- _PROBLEM_:
Reproduce the entries from the start through the line containing "[[103, 231], [151, 228], [11, 227], [58, 226]]", requests included, and offset every point coordinate in the answers by 148.

--- BEGIN ---

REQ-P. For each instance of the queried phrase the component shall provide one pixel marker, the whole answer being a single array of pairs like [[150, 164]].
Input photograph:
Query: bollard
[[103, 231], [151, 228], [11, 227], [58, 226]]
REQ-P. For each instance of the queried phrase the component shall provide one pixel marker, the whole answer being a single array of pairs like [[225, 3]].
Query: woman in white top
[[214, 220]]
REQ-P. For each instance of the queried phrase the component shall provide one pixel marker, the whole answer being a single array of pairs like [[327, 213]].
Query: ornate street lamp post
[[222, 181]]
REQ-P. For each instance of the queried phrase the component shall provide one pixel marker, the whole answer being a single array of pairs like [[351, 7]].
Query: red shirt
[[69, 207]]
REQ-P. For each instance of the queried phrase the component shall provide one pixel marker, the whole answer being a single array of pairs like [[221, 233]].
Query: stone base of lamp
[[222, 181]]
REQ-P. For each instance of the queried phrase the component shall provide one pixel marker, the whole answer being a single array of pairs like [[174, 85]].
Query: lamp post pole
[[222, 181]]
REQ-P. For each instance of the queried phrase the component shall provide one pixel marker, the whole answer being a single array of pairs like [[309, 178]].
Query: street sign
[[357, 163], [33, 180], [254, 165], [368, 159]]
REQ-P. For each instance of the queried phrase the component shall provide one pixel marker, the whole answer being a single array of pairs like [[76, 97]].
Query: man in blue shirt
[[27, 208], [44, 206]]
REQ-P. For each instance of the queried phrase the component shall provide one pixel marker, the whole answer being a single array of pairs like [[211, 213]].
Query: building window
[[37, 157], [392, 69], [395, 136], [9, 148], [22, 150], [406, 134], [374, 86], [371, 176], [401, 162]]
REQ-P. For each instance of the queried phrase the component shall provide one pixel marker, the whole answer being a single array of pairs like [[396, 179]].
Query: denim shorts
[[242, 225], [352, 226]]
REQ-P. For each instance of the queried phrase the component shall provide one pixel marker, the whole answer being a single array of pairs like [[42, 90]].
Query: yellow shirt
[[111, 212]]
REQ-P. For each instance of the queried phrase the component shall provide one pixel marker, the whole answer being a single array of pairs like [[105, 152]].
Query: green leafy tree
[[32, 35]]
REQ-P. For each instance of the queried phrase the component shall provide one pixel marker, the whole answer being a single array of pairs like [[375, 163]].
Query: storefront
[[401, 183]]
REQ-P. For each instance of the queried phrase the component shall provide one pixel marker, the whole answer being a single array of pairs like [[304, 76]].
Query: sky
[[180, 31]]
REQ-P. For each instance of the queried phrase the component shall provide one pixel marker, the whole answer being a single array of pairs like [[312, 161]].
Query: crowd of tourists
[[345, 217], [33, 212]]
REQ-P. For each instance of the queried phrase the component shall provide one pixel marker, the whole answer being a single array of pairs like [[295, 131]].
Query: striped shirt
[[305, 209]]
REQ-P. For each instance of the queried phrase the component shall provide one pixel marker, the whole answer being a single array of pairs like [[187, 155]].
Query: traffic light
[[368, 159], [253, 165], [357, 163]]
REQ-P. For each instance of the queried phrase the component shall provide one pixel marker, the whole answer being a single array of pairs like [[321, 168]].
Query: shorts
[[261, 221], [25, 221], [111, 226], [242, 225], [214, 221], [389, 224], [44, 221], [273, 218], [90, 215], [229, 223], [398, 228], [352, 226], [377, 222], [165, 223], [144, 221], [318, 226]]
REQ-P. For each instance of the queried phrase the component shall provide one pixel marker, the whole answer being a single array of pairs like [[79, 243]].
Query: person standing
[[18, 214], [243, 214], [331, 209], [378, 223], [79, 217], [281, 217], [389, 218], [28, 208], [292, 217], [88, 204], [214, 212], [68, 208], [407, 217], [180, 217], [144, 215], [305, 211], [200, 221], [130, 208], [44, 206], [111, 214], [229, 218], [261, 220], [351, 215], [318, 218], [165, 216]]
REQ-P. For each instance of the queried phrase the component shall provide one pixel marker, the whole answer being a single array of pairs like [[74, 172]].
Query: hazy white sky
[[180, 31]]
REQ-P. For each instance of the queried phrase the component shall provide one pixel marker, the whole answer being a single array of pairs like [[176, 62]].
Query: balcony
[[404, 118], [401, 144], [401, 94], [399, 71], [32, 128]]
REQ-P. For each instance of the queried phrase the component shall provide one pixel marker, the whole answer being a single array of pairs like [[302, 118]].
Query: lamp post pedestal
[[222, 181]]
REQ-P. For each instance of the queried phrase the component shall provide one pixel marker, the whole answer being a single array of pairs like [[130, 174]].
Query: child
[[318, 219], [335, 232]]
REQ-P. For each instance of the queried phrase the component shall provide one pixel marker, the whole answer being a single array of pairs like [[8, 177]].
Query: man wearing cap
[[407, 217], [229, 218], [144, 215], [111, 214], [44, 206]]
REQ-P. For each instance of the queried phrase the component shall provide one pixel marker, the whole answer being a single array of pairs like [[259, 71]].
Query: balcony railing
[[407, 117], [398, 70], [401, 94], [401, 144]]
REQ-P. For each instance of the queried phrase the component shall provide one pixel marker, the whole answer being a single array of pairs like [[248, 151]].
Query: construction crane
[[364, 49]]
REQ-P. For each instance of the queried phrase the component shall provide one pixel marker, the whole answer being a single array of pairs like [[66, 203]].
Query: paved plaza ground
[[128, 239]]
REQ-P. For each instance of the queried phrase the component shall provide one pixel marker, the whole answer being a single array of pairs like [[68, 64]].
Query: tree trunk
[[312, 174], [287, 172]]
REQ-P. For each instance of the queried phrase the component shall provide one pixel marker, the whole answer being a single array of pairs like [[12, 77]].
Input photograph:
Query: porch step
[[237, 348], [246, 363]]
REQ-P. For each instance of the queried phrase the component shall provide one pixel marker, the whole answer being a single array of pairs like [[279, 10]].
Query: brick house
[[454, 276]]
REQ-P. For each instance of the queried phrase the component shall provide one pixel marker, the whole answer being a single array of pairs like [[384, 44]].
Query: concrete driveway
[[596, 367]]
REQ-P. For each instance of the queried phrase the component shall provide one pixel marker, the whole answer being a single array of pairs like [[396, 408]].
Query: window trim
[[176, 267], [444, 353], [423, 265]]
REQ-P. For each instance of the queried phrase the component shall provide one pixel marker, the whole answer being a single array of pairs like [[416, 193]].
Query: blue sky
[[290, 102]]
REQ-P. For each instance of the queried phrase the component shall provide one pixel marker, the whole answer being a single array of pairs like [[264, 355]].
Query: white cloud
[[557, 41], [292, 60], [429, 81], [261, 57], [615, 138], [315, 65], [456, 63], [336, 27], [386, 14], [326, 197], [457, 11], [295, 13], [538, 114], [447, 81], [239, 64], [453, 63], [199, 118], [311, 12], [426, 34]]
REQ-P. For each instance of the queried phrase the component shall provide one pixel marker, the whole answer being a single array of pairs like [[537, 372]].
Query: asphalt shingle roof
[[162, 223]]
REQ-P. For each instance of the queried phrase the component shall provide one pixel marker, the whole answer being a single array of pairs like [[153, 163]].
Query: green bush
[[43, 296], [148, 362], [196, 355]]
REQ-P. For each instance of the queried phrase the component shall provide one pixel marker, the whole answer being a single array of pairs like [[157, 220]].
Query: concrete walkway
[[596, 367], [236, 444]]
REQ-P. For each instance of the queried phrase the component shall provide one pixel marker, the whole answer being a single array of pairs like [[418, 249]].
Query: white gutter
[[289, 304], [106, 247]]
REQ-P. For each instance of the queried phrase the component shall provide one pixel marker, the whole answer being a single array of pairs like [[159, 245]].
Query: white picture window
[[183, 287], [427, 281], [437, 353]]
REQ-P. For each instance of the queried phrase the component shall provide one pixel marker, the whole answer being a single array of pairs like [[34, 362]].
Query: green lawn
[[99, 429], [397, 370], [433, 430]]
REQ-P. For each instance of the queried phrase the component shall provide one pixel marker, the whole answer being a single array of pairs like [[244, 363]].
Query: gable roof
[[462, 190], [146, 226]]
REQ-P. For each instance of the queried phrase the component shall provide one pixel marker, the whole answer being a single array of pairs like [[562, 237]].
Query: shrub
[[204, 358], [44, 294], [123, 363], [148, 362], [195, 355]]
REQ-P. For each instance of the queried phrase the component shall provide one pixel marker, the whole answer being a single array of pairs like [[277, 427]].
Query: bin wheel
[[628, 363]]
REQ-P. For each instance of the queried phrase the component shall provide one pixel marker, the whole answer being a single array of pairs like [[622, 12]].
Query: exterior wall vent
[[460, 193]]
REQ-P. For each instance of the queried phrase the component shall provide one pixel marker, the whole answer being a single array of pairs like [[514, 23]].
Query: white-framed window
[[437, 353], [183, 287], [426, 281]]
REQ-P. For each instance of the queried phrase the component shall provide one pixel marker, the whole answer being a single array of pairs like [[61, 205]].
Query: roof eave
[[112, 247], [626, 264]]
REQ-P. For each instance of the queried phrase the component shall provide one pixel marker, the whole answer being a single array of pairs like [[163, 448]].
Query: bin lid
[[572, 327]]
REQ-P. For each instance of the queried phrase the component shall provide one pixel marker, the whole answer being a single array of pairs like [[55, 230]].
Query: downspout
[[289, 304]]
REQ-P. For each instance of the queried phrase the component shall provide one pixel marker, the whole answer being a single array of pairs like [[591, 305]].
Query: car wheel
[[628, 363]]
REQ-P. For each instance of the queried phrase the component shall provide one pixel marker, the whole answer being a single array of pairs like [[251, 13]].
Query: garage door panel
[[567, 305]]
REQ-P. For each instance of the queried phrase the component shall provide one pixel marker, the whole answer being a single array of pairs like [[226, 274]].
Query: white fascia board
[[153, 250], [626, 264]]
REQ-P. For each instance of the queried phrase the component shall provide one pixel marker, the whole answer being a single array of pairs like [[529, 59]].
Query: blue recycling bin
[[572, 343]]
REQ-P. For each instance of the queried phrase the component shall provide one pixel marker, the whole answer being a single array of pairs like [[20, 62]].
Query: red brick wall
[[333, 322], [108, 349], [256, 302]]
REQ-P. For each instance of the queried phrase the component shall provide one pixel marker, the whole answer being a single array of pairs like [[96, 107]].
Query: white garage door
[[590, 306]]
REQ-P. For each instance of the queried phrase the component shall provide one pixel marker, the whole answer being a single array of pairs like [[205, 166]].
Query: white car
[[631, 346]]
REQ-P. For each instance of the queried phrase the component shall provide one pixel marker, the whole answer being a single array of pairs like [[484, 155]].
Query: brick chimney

--- END ---

- _ANSWER TO THIS TASK_:
REQ-P. For each instance of the queried phrase the component shall provide one pixel marker, the whole answer being a single array of pairs like [[150, 164]].
Input photograph:
Query: bollard
[[251, 379], [299, 376], [159, 375], [206, 374]]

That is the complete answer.